**Fragmento seleccionado**.
****************************************
Texto: Patricia Hervías Fotos: Josep Guijarro
Llegar a cualquier pueblo de la Costa Amalfitana requiere entereza, aplomo y un buen estómago. Y yo, lo reconozco, no lo poseo. Tengo mi propia forma de intentar que las serpenteantes carreteras no revoloteen cual mariposas perdidas en mi estómago y que las estrechas vías no me asusten. A veces es mejor cerrar los ojos y dejar que los experimentados conductores de la zona nos guíen con buen tino. Y eso fue exactamente lo que hice, al llegar con las luces del atardecer al hotel donde me hospedaba.
En mi camino hacia la zona, la calzada parecía romper parte de las montañas, cuyas laderas, a su vez, están repletas de cultivos. En ellas sobresale un color en medio de telas negras: el amarillo. Porque la Costa Amalfitana es la proveedora oficial de una de las bebidas más conocida de toda Italia: el limoncello. Grandes limones acompañan mis pasos por los intrincados caminos, son de un tamaño descomunal y su uso está casi limitado a ese elixir amalfitano que anega las papilas gustativas. Despertando del ensoñamiento por culpa de las serpenteantes vías, el mar aparecía tras cada curva iluminado por el sol poniente.
El silencio es aterrador desde la ventana de mi habitación y sólo el mar contra las rocas, es capaz de romperlo mientras veo como un pescador regresa con sus nasas recogidas en la barca. No tiene prisa, el mar le mece hasta el pequeño embarcadero que le llevará a una aldea junto a alguna brecha en la roca. Cierro la ventana cuando comienzan a encenderse algunas luces en el exterior. Y decido tomar algo en la cafetería del hotel.
****************************************
**Entradas extraídas**.
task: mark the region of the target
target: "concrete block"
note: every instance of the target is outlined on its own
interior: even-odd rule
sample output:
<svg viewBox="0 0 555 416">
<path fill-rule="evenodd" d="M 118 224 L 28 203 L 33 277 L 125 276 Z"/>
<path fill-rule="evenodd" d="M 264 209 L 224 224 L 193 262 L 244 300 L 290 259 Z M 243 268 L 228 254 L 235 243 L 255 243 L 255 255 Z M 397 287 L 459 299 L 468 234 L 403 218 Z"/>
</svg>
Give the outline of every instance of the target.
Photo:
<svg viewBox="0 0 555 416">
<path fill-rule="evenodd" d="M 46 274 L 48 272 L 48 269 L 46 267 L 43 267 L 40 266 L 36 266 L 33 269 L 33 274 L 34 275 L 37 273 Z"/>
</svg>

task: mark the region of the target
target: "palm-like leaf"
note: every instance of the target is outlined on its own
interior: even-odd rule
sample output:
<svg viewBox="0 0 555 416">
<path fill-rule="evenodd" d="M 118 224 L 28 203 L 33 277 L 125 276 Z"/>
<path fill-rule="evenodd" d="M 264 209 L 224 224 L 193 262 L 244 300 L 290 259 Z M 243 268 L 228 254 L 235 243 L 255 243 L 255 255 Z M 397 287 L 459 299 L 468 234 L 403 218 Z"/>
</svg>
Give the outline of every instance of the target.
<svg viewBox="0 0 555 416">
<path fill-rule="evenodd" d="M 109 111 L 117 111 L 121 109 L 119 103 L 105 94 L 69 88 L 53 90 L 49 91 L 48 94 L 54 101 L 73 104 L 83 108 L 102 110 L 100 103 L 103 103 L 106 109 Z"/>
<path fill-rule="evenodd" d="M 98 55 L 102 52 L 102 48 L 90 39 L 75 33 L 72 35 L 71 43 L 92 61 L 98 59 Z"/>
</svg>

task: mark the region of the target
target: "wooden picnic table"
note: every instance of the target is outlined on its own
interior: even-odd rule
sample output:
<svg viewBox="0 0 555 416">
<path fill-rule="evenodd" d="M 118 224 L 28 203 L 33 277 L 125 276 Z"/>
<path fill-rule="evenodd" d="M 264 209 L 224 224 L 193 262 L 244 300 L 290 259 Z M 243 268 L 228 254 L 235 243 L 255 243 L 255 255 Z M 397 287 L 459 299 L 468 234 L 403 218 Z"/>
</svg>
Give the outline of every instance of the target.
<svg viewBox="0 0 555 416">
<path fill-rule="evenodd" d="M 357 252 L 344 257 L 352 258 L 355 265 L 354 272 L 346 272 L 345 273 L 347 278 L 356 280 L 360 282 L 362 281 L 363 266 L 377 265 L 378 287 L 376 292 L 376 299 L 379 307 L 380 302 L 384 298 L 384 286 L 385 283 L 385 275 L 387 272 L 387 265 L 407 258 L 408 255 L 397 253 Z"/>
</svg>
****************************************
**Tareas requeridas**.
a) ¿Qué requiere llegar a cualquier pueblo de la Costa Amalfitana, según el fragmento sobre esa costa? Enumera todo lo que menciona.
b) Según el fragmento sobre la Costa Amalfitana, ¿de qué bebida es proveedora oficial esa costa?
c) Resume en menos palabras el párrafo del fragmento sobre la Costa Amalfitana que empieza con "El silencio es aterrador", conservando sus hechos principales.
Los registros no intervienen en nada de esto.

**Resultados por tarea**.
a) Entereza, aplomo y un buen estómago.

b) Del limoncello.

c) Desde la ventana de la habitación reina un silencio que solo rompe el mar contra las rocas. Se ve a un pescador regresar sin prisa en su barca, con las nasas recogidas, hacia un pequeño embarcadero. Al encenderse algunas luces fuera, se cierra la ventana y se decide tomar algo en la cafetería del hotel.